> [AUFGABE A]: Bearbeite in der Liste den Abschnitt von der Zeile mit „the green mountain“ bis einschließlich der Zeile mit „point(269, 115)“. Gib ihn wieder, wobei „grassy slope“ durch „grassy hillside“ ersetzt und alles andere unverändert bleibt.

┌─ QUELLE

Der Begriff Extremismus

Den „Extremismus“ gibt es nicht. Extremismus ist sozusagen ein Konstrukt, eine Erfindung und noch dazu vom Verfassungsschutz. In dem willkürlich irgendwelche Extreme an einem Halbkreis gedachten als extremistisch angesehen werden. Das weitere Problem ist, dass es vom Verfassungsschutz dekretiert worden ist und von informellen Mitarbeitern des Verfassungsschutzes wie die Kollegen Backes und Jesse, ein sehr merkwürdiges Verständnis von Wissenschaft, der Wissenschaft aufgedrückt worden ist. Und nicht nur das, der Extremismus Begriff ist auch kein Rechtsbegriff, das heißt, er taucht in keinem Gesetz, auch nicht im Grundgesetz auf. Das heißt, man kann auch deshalb nicht bestraft oder belangt werden. Dennoch untersuchte der Verfassungsschutz Personen und Parteien und teilt sie in extremistische Parteien ein, labelt sie gewissermaßen und das kann große Nachteile haben. Es ist verfassungsmäßig sehr problematisch, rechtswidrig, und man muss die Frage stellen, wer schützt die Verfassung vor dem Verfassungsschutz.

└─
┌─ DATENSÄTZE

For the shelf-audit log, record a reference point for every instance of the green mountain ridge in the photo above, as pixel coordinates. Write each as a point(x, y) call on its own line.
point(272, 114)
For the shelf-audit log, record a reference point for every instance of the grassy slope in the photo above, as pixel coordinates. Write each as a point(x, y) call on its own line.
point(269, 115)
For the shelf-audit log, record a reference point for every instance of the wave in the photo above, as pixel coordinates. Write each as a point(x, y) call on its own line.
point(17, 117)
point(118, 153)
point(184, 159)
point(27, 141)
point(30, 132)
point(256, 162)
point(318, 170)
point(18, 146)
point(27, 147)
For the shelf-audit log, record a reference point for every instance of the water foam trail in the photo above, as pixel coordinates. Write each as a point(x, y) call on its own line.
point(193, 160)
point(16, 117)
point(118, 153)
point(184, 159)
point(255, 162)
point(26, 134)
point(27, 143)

└─
┌─ DATENSÄTZE

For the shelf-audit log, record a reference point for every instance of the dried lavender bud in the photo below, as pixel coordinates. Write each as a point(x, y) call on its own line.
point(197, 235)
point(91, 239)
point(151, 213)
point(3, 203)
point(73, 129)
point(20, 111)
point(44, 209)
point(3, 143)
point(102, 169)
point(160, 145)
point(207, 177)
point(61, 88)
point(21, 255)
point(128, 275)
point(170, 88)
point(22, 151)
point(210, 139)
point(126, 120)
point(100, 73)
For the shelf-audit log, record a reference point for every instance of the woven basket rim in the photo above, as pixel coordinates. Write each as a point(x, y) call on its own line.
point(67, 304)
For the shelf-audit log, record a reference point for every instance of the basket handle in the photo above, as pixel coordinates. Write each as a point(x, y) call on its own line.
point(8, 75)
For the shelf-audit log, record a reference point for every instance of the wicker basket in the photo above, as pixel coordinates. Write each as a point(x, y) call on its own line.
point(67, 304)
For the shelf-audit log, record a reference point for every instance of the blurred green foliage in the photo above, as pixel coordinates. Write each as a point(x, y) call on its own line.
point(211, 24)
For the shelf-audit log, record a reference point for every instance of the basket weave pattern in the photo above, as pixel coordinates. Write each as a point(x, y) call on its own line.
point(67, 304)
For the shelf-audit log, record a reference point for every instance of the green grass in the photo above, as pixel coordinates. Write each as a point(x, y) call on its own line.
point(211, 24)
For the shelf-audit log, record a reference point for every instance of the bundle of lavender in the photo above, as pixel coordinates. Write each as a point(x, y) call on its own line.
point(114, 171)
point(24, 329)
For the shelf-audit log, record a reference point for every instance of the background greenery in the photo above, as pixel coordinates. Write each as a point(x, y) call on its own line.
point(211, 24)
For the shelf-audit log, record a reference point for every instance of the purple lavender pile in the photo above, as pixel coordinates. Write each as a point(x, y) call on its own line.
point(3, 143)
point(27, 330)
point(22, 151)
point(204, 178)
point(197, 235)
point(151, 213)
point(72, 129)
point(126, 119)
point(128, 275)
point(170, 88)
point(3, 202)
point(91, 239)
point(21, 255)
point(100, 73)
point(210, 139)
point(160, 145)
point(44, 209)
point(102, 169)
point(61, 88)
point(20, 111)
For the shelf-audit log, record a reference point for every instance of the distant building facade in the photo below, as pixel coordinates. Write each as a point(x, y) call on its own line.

└─

> [AUFGABE B]: Fasse den Absatz der Quelle zum Begriff Extremismus, der mit »Den „Extremismus“ gibt es nicht« beginnt, als kurze Stichpunktliste zusammen und behalte dabei seine wesentlichen Aussagen bei.

> [ERGEBNIS A]:
For the shelf-audit log, record a reference point for every instance of the green mountain ridge in the photo above, as pixel coordinates. Write each as a point(x, y) call on its own line.
point(272, 114)
For the shelf-audit log, record a reference point for every instance of the grassy hillside in the photo above, as pixel coordinates. Write each as a point(x, y) call on its own line.
point(269, 115)

> [ERGEBNIS B]:
- „Extremismus“ ist laut Text ein Konstrukt, eine Erfindung des Verfassungsschutzes, bei der willkürlich bestimmte Extreme als extremistisch gelten.
- Der Begriff wurde vom Verfassungsschutz dekretiert und von dessen informellen Mitarbeitern, etwa Backes und Jesse, der Wissenschaft aufgedrückt.
- Er ist kein Rechtsbegriff und taucht in keinem Gesetz auf, auch nicht im Grundgesetz. Deshalb kann man dafür nicht bestraft oder belangt werden.
- Trotzdem untersucht der Verfassungsschutz Personen und Parteien und labelt sie als extremistisch, was große Nachteile haben kann.
- Das ist verfassungsmäßig sehr problematisch und rechtswidrig. Es stellt sich die Frage, wer die Verfassung vor dem Verfassungsschutz schützt.